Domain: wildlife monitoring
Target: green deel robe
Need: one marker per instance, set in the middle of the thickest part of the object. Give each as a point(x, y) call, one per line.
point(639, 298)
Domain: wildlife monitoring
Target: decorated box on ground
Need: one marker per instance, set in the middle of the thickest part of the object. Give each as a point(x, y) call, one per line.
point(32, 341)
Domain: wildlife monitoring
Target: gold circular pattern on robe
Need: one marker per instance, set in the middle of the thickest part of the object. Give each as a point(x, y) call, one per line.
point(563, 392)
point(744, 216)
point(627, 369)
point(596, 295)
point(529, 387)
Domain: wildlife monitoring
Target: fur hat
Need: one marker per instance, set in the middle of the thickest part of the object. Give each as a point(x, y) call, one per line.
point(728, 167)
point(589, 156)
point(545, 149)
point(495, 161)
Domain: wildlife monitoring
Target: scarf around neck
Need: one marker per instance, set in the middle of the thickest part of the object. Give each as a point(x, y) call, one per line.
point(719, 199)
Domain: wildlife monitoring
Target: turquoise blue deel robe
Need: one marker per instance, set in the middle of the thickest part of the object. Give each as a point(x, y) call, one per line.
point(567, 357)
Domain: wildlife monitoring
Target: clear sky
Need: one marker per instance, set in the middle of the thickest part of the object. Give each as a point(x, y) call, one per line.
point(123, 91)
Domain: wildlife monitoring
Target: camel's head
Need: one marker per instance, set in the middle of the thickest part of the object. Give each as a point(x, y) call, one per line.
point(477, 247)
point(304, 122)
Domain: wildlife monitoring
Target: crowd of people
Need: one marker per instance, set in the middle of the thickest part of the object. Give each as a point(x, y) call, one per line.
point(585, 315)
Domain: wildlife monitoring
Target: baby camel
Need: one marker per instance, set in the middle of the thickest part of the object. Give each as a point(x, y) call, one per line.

==============================

WHAT THE TASK REQUIRES: All records shown above need to be written out again verbatim.

EXERCISE RESPONSE:
Domain: wildlife monitoring
Target: green deel robe
Need: one marker per instance, set in the middle of the thickest part of the object. Give each as a point(x, y) call, one per line.
point(639, 298)
Domain: wildlife monitoring
Target: decorated box on ground
Need: one marker per instance, set in the middle of the thickest part of the object. Give each as a point(x, y) call, one per line.
point(32, 341)
Domain: wildlife monitoring
Target: gold circular pattern on robe
Need: one marker per instance, set in the middle of the thickest part of the object. Give each as a point(x, y) call, one per line.
point(563, 392)
point(744, 216)
point(627, 369)
point(596, 295)
point(529, 387)
Domain: wildlife monitoring
Target: fur hat
Need: one marker per instance, set in the middle of the thickest part of the object. Give each as a point(x, y) call, one per line.
point(728, 167)
point(589, 156)
point(545, 149)
point(495, 161)
Domain: wildlife monitoring
Target: scarf around neck
Need: one marker per instance, set in the middle of the thickest part of the object. Give each as a point(x, y) call, one per line.
point(719, 199)
Domain: wildlife monitoring
Target: turquoise blue deel robe
Need: one marker per instance, set in the middle of the thickest part of the object. Give each as a point(x, y) call, one per line.
point(567, 357)
Domain: wildlife monitoring
Target: clear sky
Need: one marker per instance, set in the middle of the thickest part of the object. Give each as a point(x, y) call, one per line.
point(123, 91)
Domain: wildlife monitoring
Target: camel's head
Need: one marker per instance, set in the middle of the thickest part of the object. Give each as a point(x, y) call, one per line.
point(477, 247)
point(304, 122)
Domain: wildlife monitoring
Target: crowd of people
Need: one marker per instance, set in the middle of the thickest part of the object. Give each as a point(x, y) call, one per line.
point(585, 315)
Domain: wildlife monitoring
Target: baby camel
Need: one marker per instance, set in the middle of the thickest part of the object. Give each as a point(x, y) call, one per line.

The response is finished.